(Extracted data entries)
***
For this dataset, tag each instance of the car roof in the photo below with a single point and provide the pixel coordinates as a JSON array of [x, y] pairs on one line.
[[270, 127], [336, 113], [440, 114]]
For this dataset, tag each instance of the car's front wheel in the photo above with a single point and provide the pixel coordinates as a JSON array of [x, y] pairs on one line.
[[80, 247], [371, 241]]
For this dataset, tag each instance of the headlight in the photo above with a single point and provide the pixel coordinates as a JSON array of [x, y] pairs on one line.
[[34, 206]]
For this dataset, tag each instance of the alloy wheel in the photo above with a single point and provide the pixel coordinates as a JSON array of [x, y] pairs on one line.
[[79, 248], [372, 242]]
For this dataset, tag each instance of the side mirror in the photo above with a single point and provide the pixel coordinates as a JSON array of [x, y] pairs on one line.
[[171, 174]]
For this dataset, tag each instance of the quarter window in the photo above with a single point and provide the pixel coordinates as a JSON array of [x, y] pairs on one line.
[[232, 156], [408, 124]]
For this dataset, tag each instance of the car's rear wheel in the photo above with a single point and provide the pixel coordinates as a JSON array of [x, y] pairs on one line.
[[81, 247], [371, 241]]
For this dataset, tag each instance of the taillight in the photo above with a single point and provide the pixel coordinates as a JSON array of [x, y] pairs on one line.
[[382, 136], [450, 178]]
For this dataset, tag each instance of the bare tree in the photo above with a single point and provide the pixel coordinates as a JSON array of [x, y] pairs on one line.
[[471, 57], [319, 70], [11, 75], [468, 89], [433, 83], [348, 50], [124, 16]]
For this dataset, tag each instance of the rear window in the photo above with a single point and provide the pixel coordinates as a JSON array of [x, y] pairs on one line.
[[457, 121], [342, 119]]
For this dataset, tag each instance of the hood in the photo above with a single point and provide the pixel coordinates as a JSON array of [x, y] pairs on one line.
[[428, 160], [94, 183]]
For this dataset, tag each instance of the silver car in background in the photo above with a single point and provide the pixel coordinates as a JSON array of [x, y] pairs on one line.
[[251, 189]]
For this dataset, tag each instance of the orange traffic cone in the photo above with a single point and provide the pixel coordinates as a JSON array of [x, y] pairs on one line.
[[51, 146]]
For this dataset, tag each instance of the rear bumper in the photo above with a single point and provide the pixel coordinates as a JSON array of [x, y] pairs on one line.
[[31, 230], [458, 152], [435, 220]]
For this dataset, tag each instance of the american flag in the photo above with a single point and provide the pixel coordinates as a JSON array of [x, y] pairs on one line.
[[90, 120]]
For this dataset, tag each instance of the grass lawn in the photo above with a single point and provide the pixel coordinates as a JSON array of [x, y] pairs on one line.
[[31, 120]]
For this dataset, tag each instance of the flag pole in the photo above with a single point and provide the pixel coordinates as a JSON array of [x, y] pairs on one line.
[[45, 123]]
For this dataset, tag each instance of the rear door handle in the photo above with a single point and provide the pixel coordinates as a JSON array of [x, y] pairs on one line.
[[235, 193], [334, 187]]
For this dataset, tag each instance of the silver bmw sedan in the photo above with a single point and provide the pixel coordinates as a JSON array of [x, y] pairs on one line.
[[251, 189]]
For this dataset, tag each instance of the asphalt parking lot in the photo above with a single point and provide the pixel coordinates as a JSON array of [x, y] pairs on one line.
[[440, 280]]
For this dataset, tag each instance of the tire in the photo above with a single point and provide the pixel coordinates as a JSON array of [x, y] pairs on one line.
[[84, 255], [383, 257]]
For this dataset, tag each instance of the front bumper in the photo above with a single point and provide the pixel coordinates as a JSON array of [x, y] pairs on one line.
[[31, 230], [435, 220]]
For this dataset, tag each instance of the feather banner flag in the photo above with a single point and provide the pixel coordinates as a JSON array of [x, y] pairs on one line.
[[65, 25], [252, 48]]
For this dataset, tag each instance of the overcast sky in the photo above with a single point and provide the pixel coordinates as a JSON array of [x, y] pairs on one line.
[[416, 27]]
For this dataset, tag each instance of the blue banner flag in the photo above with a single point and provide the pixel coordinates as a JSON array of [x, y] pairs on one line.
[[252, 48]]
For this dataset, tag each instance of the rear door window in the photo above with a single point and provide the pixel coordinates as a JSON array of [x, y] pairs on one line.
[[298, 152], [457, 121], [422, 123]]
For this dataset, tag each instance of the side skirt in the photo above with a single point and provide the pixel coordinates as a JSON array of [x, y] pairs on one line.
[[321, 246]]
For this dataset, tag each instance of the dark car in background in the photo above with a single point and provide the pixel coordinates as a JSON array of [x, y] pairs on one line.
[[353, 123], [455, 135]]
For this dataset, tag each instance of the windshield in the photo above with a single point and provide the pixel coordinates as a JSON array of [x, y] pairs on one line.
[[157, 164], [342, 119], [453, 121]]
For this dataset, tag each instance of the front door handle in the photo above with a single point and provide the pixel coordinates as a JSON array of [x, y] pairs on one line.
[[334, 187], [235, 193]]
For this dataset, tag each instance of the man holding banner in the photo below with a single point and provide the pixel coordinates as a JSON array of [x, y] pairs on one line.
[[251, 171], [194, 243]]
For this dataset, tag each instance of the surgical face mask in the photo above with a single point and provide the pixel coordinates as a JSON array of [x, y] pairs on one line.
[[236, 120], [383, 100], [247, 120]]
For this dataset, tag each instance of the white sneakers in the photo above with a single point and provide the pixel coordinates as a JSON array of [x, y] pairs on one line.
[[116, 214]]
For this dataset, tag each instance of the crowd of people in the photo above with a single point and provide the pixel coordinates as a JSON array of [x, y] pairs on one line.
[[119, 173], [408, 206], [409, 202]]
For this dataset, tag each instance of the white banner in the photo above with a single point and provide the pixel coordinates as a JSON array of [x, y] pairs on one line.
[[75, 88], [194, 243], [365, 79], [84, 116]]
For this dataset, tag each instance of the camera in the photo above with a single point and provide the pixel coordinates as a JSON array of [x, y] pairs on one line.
***
What is needed
Retype all the data exactly, line for line.

Written solution
For this dataset, tag each instance of the car roof in the photo below with a single point and provide the pixel coordinates as a JSON array of [x, y] pairs on one line.
[[270, 127], [336, 113], [440, 114]]
For this dataset, tag each instance of the car's front wheel in the photo above with a single point and provide the pixel coordinates as a JSON array of [x, y] pairs on one line.
[[80, 247], [371, 241]]
For this dataset, tag each instance of the headlight in the photo above with a single point and provide the pixel coordinates as a JSON array of [x, y] pairs on one line.
[[34, 206]]
For this dataset, tag each instance of the alloy wheel in the photo above with a single point and provide the pixel coordinates as a JSON array of [x, y] pairs on one line.
[[79, 248], [372, 242]]
For this dataset, tag each instance of the side mirror in the photo above with a single point and provide the pixel coordinates as a JSON array of [x, y] pairs on one line.
[[171, 174]]
For this dataset, tag each instance of the quarter window in the photo above with a single point and provide the pixel coordinates as a JSON array of [x, y] pairs on one line.
[[232, 156], [408, 124]]
For this dataset, tag each instance of the car's rear wheel in the photo above with a single point and provide the pixel coordinates as a JSON array of [x, y] pairs on one line.
[[81, 247], [371, 241]]
For this dataset, tag each instance of the taillight in the photo above with a single point and provide the pixel coordinates as a JSON array of [x, y] pairs on one line.
[[382, 136], [450, 178]]
For this dataset, tag each instance of the bare tree in the photo above with a single point and provide the pixel coordinates as a JSON array of [x, y] pairs on one line.
[[471, 57], [319, 70], [11, 75], [468, 89], [433, 83], [348, 50], [124, 16]]
For this dataset, tag each instance of the rear window in the photo above with a single point and provide the pixel coordinates as a JSON array of [x, y] pairs on one line.
[[457, 121], [342, 119]]
For this dataset, tag each instance of the hood in the photo above with a single point and provide the pixel coordinates as a JSON array of [x, y] pairs on one line.
[[428, 160], [94, 183]]
For this dataset, tag each instance of the silver car in background in the photo above with a single point and provide the pixel coordinates as a JSON array of [x, y] pairs on one line.
[[251, 189]]
For this dataset, tag each instance of the orange traffic cone in the photo above with a single point and provide the pixel coordinates as a JSON array of [x, y] pairs on one line.
[[51, 146]]
For this dataset, tag each instance of the rear bumper in the photo above with a single point and provide the pixel coordinates as a JSON array of [x, y] pairs on one line.
[[31, 230], [458, 152], [435, 220]]
For this dataset, tag each instance of the american flag in the photo above with a single point and provide the pixel coordinates as a JSON array of [x, y] pairs on one line.
[[90, 120]]
For this dataset, tag each instance of the grass lawn in the photo above with a single point and provide the pixel coordinates as a JSON array of [x, y] pairs on one line.
[[31, 120]]
For this dataset, tag each instance of the flag pole in the photo above with a single point and provide the pixel coordinates as a JSON array of [x, y] pairs on one line.
[[45, 123]]
For this dataset, tag each instance of the rear door handle in the photo above with a single point and provide the pixel coordinates as a JSON array of [x, y] pairs on one line.
[[235, 193], [334, 187]]
For this dataset, tag each instance of the silver bmw sedan in the photo above with a single point and provide the pixel coordinates as a JSON array of [x, y] pairs on one line.
[[251, 189]]
For this dataset, tag each instance of the asphalt parking lot in the photo above with a single point and provide the pixel coordinates as a JSON array of [x, y] pairs on one line.
[[440, 280]]
For this dataset, tag each instance of the tire in the photo above with a single point and provide the pixel coordinates as a JSON array of [x, y] pairs on one line.
[[84, 255], [383, 257]]
For this dataset, tag each instance of the front bumper in the photo above with a single point and provide the pixel coordinates as a JSON array of [x, y] pairs on one line.
[[31, 230], [435, 220]]
For this dataset, tag each instance of the feather banner flag in the photo above with a single point and provide the pixel coordinates as a JSON array of [x, y] pairs on one line.
[[65, 25], [252, 48]]
For this dataset, tag each instance of the overcast sky in the photo above with a single point and provide the pixel coordinates as a JSON array of [x, y] pairs on one line.
[[416, 27]]
For this dataset, tag each instance of the blue banner flag in the photo above with a single point and provide the pixel coordinates as a JSON array of [x, y] pairs on one line.
[[252, 48]]
For this dataset, tag each instance of the rear door window in the photo above with a single point and provide the pixel coordinates as a JSON array of [x, y] pairs on one line.
[[298, 152], [457, 121], [422, 123]]
For this dataset, tag each instance of the side skirt in the photo above with a single point and provide the pixel coordinates as a JSON array of [x, y] pairs on one line.
[[321, 246]]
For this dataset, tag each instance of the dark car in background in the photo above with a single point and provide the pixel coordinates as a JSON array of [x, y] pairs on one line.
[[353, 123], [455, 135]]
For this dataset, tag each instance of the windshield in the photo above with a single point and provide the pixel coordinates as a JSON array of [x, y] pairs on one line.
[[157, 164], [342, 119], [453, 121]]
For this dataset, tag each instance of the front door handle in the photo above with a single point and provide the pixel coordinates as a JSON array of [x, y] pairs on one line.
[[334, 187], [235, 193]]
For this dataset, tag each instance of the man holding banner in the photo below with a single point and provide the pixel coordinates as a JSON array of [x, y] pairs on one line.
[[251, 171], [194, 243]]
For this dataset, tag each instance of the surgical face mask in the photo above with a single point and provide the pixel coordinates as a JSON array of [x, y] pairs on one line.
[[236, 120], [383, 100], [247, 120]]
For this dataset, tag each instance of the white sneakers in the photo above with a single point and provide the pixel coordinates as a JSON array of [x, y] pairs on one line.
[[116, 214]]
For this dataset, tag each instance of the crowd of people in the photo above with a single point and provide the pixel coordinates as a JSON array of [x, y] pairs on one line.
[[119, 173], [408, 206], [409, 202]]
For this dataset, tag each instance of the white banner in the photo above with a single point and provide the pixel coordinates as a JSON array of [x, y] pairs on one line.
[[75, 88], [194, 243], [365, 79], [84, 116]]
For this dataset, tag each instance of the camera in the photo above with a single point and provide the pixel coordinates as a JSON array of [x, y] pairs on one line.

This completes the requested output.